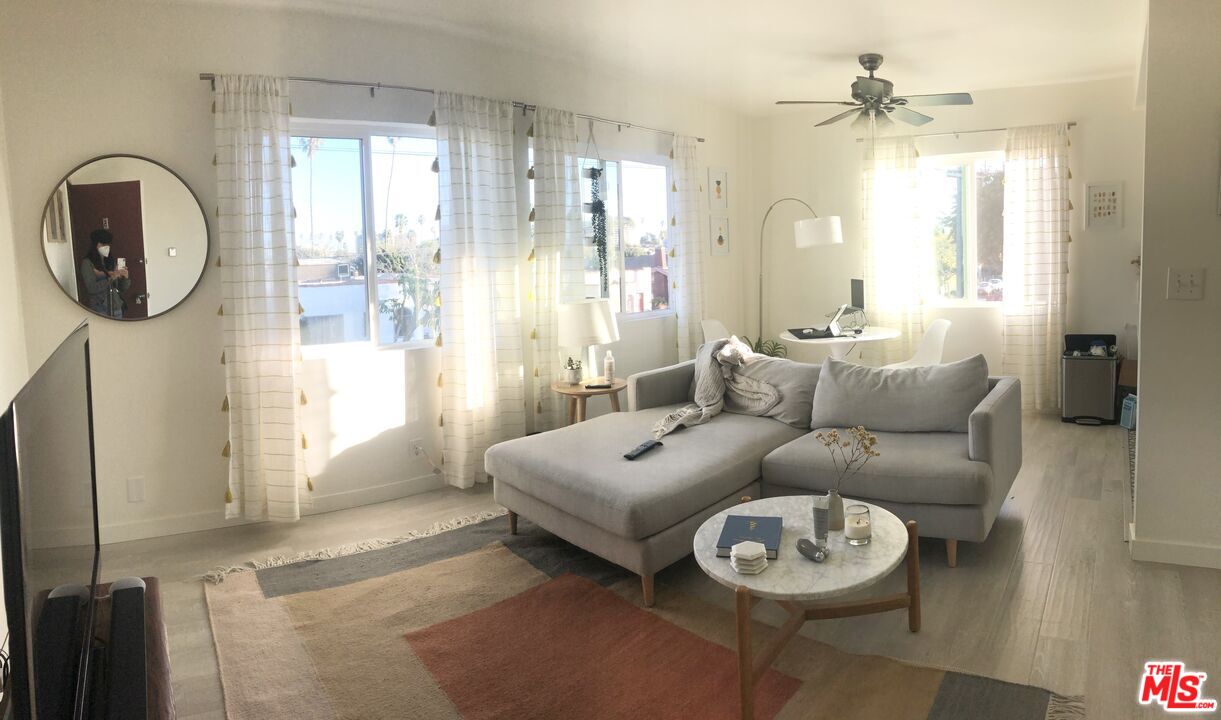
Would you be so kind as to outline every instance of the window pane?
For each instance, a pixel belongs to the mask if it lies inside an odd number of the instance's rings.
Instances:
[[[606,214],[606,278],[598,248],[594,244],[594,214],[590,212],[593,202],[594,180],[591,171],[599,169],[598,197]],[[581,159],[581,202],[584,203],[582,219],[585,229],[585,297],[610,298],[611,308],[619,308],[619,163],[615,161]]]
[[[965,297],[963,238],[963,165],[921,169],[921,205],[933,234],[934,279],[937,293],[947,299]]]
[[[441,266],[434,138],[372,138],[377,238],[378,338],[384,344],[437,335]]]
[[[976,297],[1005,299],[1005,162],[1002,159],[975,163],[975,248],[979,264]]]
[[[670,307],[666,168],[623,162],[624,312]]]
[[[301,344],[369,338],[361,141],[294,137]]]

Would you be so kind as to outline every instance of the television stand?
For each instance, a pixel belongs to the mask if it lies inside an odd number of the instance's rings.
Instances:
[[[155,577],[141,578],[144,581],[144,667],[145,667],[145,708],[146,714],[139,714],[148,720],[173,720],[174,692],[170,686],[170,648],[165,633],[165,616],[162,613],[161,586]],[[123,592],[117,590],[117,592]],[[97,602],[94,629],[96,640],[104,646],[122,647],[110,637],[111,632],[111,583],[99,583],[94,590]],[[118,618],[120,621],[122,618]],[[120,622],[120,626],[122,623]],[[95,702],[104,698],[123,697],[119,688],[94,687]],[[138,701],[131,703],[139,705]],[[106,718],[128,718],[136,715],[125,712],[130,707],[106,708]]]

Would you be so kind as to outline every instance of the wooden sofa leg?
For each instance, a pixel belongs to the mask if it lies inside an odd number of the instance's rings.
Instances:
[[[517,534],[517,513],[512,510],[509,511],[509,534]]]
[[[949,565],[950,567],[958,567],[958,541],[957,540],[946,540],[945,541],[945,557],[946,557],[947,565]]]
[[[640,576],[640,589],[644,594],[644,606],[653,607],[653,575]]]

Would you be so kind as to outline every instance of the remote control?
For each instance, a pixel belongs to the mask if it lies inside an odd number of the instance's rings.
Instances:
[[[586,385],[585,389],[586,390],[610,390],[611,384],[610,383],[600,383],[598,385]]]
[[[624,454],[623,457],[627,458],[628,460],[635,460],[636,458],[640,457],[641,455],[644,455],[645,453],[647,453],[648,451],[652,450],[655,447],[661,447],[660,440],[645,440],[644,442],[637,445],[636,448],[634,450],[632,450],[630,453]]]

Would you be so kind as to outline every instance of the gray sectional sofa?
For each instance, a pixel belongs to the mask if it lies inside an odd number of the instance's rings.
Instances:
[[[817,370],[800,372],[817,382]],[[693,379],[694,361],[632,375],[628,412],[489,449],[485,465],[511,531],[518,515],[529,518],[639,574],[645,605],[652,605],[654,573],[691,552],[704,520],[743,497],[825,492],[834,482],[830,457],[808,424],[729,412],[625,460],[657,420],[691,402]],[[958,540],[988,536],[1021,467],[1018,381],[989,378],[983,392],[965,432],[874,431],[881,457],[841,488],[918,521],[924,535],[945,538],[951,565]]]

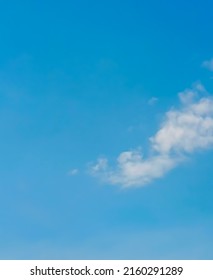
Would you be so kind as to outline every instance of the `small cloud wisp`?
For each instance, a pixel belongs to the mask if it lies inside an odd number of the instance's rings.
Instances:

......

Reproduce the entries above word for word. Pictures stay out.

Would you be so kind as to outline every instance of the window pane?
For each instance, a pixel belongs to the mask if it lies inside an odd number of the instance's rings.
Instances:
[[[606,214],[606,278],[598,248],[594,244],[594,214],[590,212],[593,202],[594,180],[591,171],[599,169],[598,197]],[[581,159],[581,202],[584,203],[582,219],[585,229],[585,297],[610,298],[611,308],[619,308],[619,163],[615,161]]]
[[[965,297],[963,238],[963,165],[921,169],[921,205],[933,234],[934,279],[937,293],[947,299]]]
[[[441,266],[434,138],[372,138],[377,238],[378,338],[384,344],[437,335]]]
[[[976,297],[1005,299],[1005,162],[1002,159],[975,163],[975,248],[979,264]]]
[[[670,307],[666,168],[623,162],[624,312]]]
[[[301,344],[369,338],[361,141],[294,137]]]

Would you be so kind as to outline every instance of the television stand?
For each instance, a pixel belongs to the mask if it lies inside an odd number of the instance's rings.
Instances:
[[[155,577],[141,578],[144,581],[144,667],[145,667],[145,708],[146,714],[139,714],[148,720],[173,720],[174,692],[170,686],[170,648],[165,633],[165,616],[162,613],[161,586]],[[123,592],[117,590],[117,592]],[[97,602],[94,629],[96,640],[104,646],[122,647],[110,637],[111,632],[111,583],[99,583],[94,590]],[[118,618],[120,621],[122,618]],[[120,622],[120,626],[122,623]],[[95,702],[104,698],[123,697],[119,688],[94,687]],[[138,701],[131,703],[139,705]],[[106,718],[128,718],[136,715],[125,712],[130,707],[106,708]]]

Would you be so kind as to outline every instance of the wooden sofa leg?
For each instance, a pixel belongs to the mask if it lies inside an odd number of the instance's rings.
Instances:
[[[517,534],[517,513],[512,510],[509,511],[509,534]]]
[[[949,565],[950,567],[958,567],[958,541],[957,540],[946,540],[945,541],[945,557],[946,557],[947,565]]]
[[[640,576],[640,589],[644,594],[644,606],[653,607],[653,575]]]

Would you be so kind as to outline every instance of the remote control?
For each instance, a pixel belongs to the mask if it lies inside an odd number of the instance's rings.
Instances:
[[[586,385],[585,389],[586,390],[610,390],[611,384],[610,383],[600,383],[598,385]]]
[[[624,454],[623,457],[627,458],[628,460],[635,460],[636,458],[640,457],[641,455],[644,455],[645,453],[647,453],[648,451],[652,450],[655,447],[661,447],[660,440],[645,440],[644,442],[637,445],[636,448],[634,450],[632,450],[630,453]]]

Would you be so kind as to outline every instance of the gray sectional sofa?
For each instance, a pixel belongs to the mask if it lies inside an odd number of the instance's rings.
Instances:
[[[817,370],[800,372],[817,382]],[[693,379],[694,361],[632,375],[628,412],[489,449],[485,465],[511,531],[518,515],[529,518],[639,574],[645,605],[652,605],[654,573],[691,552],[704,520],[743,497],[825,492],[834,482],[830,457],[808,424],[729,412],[625,460],[657,420],[691,402]],[[958,540],[988,536],[1021,467],[1018,381],[989,378],[983,392],[965,432],[874,431],[881,457],[841,488],[918,521],[924,535],[945,538],[951,565]]]

Would you be so kind as to outline every instance of the `small cloud wisp`?
For each instance, a pixel belongs to the mask if it lies inside an odd number of the instance's rings.
Instances:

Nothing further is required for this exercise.